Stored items
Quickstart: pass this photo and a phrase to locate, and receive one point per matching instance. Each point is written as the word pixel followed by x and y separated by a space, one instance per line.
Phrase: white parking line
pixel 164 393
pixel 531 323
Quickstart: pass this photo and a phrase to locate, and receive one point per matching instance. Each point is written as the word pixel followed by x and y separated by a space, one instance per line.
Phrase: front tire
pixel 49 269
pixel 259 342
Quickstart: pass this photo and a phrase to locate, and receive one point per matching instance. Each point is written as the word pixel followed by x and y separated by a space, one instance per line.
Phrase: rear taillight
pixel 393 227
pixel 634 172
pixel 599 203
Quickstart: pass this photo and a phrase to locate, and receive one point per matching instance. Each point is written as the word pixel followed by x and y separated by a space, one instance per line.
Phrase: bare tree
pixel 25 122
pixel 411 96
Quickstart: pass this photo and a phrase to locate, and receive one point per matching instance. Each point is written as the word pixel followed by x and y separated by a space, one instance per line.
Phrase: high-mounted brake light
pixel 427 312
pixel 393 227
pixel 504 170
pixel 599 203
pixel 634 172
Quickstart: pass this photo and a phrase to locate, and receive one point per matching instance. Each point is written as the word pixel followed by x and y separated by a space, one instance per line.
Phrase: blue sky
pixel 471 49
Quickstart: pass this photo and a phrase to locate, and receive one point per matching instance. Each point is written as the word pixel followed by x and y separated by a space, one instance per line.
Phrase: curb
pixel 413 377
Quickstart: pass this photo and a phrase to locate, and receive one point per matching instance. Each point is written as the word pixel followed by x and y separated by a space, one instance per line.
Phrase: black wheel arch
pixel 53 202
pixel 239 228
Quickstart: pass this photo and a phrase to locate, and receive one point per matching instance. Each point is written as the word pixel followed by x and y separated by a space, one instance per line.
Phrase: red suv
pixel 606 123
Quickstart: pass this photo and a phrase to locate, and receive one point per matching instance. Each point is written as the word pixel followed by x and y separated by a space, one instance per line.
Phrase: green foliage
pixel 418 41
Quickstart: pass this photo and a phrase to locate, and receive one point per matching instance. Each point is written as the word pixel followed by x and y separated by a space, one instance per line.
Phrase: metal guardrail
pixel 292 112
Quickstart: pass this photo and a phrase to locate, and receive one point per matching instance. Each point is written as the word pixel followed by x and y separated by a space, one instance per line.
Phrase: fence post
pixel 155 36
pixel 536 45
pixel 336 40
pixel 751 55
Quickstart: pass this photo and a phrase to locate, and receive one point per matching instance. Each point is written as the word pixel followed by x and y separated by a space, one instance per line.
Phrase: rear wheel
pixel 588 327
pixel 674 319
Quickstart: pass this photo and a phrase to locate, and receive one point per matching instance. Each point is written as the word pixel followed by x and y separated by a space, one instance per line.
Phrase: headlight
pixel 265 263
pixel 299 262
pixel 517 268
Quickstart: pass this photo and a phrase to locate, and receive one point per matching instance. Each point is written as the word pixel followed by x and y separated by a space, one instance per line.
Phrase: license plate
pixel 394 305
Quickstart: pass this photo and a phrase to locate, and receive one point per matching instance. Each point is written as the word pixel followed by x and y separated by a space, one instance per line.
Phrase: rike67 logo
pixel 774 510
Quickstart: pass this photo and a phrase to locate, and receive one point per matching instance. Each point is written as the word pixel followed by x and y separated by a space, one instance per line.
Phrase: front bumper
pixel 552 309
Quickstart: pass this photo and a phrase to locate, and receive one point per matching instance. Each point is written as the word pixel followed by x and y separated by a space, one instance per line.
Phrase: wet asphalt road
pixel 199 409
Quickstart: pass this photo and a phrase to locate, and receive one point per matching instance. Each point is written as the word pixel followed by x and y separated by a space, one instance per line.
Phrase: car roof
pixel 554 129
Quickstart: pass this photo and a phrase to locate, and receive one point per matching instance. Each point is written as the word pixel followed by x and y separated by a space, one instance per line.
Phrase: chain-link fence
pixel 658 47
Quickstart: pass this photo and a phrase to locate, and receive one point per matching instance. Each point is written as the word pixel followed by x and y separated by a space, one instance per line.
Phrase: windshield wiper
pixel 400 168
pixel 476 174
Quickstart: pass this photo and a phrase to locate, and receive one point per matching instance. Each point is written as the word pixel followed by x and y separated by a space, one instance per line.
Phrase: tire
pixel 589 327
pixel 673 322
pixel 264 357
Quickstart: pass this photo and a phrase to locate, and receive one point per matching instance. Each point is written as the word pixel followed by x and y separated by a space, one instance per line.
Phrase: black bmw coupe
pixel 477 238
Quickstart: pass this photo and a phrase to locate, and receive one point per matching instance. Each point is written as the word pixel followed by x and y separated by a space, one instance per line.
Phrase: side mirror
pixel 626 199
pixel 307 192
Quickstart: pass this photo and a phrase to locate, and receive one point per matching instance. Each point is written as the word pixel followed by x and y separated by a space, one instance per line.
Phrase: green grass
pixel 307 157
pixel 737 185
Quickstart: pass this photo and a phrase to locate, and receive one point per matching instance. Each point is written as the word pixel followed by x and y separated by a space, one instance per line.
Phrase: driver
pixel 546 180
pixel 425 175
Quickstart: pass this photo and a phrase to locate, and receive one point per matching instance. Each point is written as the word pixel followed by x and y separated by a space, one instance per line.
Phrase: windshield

Short problem — Print the records above exactly as they appear.

Exercise solution —
Quickstart: pass this photo and a phrase to locate, and receive one point per matching instance. Each point is written as the word pixel followed by x and y separated by a space, one instance per line.
Phrase: white parking line
pixel 164 393
pixel 531 323
Quickstart: pass this photo and a phrase to locate, and receive one point per matching instance. Each point is written as the word pixel followed by x and y separated by a space, one instance per line.
Phrase: front tire
pixel 49 269
pixel 259 342
Quickstart: pass this photo and a phrase to locate, and receive one point per matching instance. Each point is written as the word pixel followed by x and y separated by a space, one instance per line.
Phrase: rear taillight
pixel 393 227
pixel 634 172
pixel 599 203
Quickstart: pass this photo and a phrase to locate, and receive one point per matching instance. Each point is written as the word pixel followed by x and y separated by a space, one instance per line.
Phrase: bare tree
pixel 25 122
pixel 411 96
Quickstart: pass this photo and a phrase to locate, and receive one point per matching instance. Each point is written as the word pixel followed by x and y separated by a space, one instance per line.
Phrase: high-mounted brake light
pixel 427 312
pixel 393 227
pixel 504 170
pixel 599 203
pixel 634 172
Quickstart: pass this photo and a phrase to locate, and receive one point per matching instance. Each point is written as the word pixel followed by x and y separated by a space, one instance per line.
Phrase: blue sky
pixel 471 49
Quickstart: pass this photo and a phrase to locate, and receive one point per matching instance. Each point is written as the word pixel followed by x and y separated by a space, one instance per line.
Phrase: curb
pixel 413 377
Quickstart: pass this photo and a phrase to locate, and receive one point per matching instance. Each point is written as the word pixel followed by x and y separated by a space, one instance per line.
Phrase: black wheel arch
pixel 53 202
pixel 239 228
Quickstart: pass this photo and a phrase to locate, and receive one point per matching instance. Each point is written as the word pixel followed by x and y separated by a space, one instance per line.
Phrase: red suv
pixel 606 123
Quickstart: pass this photo and a phrase to locate, and receive one point per matching instance. Each point is written as the word pixel followed by x and y separated by a space, one instance per line.
Phrase: green foliage
pixel 418 41
Quickstart: pass this photo and a phrase to locate, and receive one point per matching instance. Each point is written as the word pixel followed by x and y separated by a space, one instance per line.
Phrase: metal guardrail
pixel 292 112
Quickstart: pass this photo and a phrase to locate, and receive one point per matching instance. Each point is written as the word pixel followed by x and y separated by a space, one instance per line.
Phrase: fence post
pixel 155 36
pixel 536 45
pixel 336 40
pixel 751 55
Quickstart: pass this photo and a phrase to locate, and receive one point per matching instance. Each point is written as the word pixel followed by x and y separated by a space, one instance per line.
Phrase: rear wheel
pixel 588 327
pixel 674 319
Quickstart: pass this photo and a phrase to locate, and receive one point per matching instance. Each point is written as the word pixel followed by x and y separated by a space, one instance per line.
Phrase: headlight
pixel 265 263
pixel 299 262
pixel 517 268
Quickstart: pass this photo and a phrase to locate, and receive one point per matching instance. Each point is written as the word pixel followed by x and y separated by a space, one instance per line.
Phrase: license plate
pixel 394 305
Quickstart: pass this photo and a phrase to locate, and receive one point per matching instance. Each point is written as the word pixel followed by x and y separated by a space, one instance per line.
Phrase: rike67 logo
pixel 774 510
Quickstart: pass this photo and a phrase to locate, and receive one point per matching instance. Each point is written as the word pixel followed by x and y separated by a space, one instance per line.
Phrase: front bumper
pixel 552 309
Quickstart: pass this photo and a phrase to locate, and receive one point per matching instance. Each point is written as the word pixel followed by x and y separated by a space, one instance per line.
Phrase: wet asphalt road
pixel 199 409
Quickstart: pass this photo and a phrase to locate, and receive one point per matching instance. Each point is written as the word pixel followed by x and y separated by a space, one instance per line.
Phrase: car roof
pixel 554 129
Quickstart: pass this photo and a phrase to locate, and receive one point per matching instance. Each point is written as the word pixel followed by x and y separated by a space, one instance per line.
Phrase: chain-link fence
pixel 658 47
Quickstart: pass this photo and a phrase to locate, and receive one point per matching instance. Each point is written as the word pixel followed by x and y separated by a space, one instance per line.
Phrase: windshield wiper
pixel 400 168
pixel 476 174
Quickstart: pass this photo and a phrase to locate, and receive one point per matching instance. Each point is written as the word pixel followed by x and y separated by a space, one instance per line.
Phrase: tire
pixel 589 327
pixel 673 322
pixel 264 357
Quickstart: pass this photo and a phrase to locate, and receive one point per matching instance. Each point is written as the word pixel followed by x and y separated by a space, one instance per line.
Phrase: black bmw coupe
pixel 477 238
Quickstart: pass this photo and a phrase to locate, and receive one point per matching instance. Each point is written as the word pixel followed by x and y separated by a space, one instance per line.
Phrase: side mirror
pixel 626 199
pixel 307 192
Quickstart: pass this photo and a phrase to locate, and receive one point per matching instance. Each point is written as the word pixel followed by x and y separated by a space, one instance per line.
Phrase: green grass
pixel 307 157
pixel 737 185
Quickstart: pass this photo and a phrase to locate, and receive one point per matching instance. Each point is written as the word pixel followed by x and y separated by a space, one instance per line.
Phrase: driver
pixel 546 180
pixel 425 175
Quickstart: pass this photo and a phrase to locate, and receive one point per matching instance. Each point is written as the word pixel followed by x and y separated by a space, one instance per line.
Phrase: windshield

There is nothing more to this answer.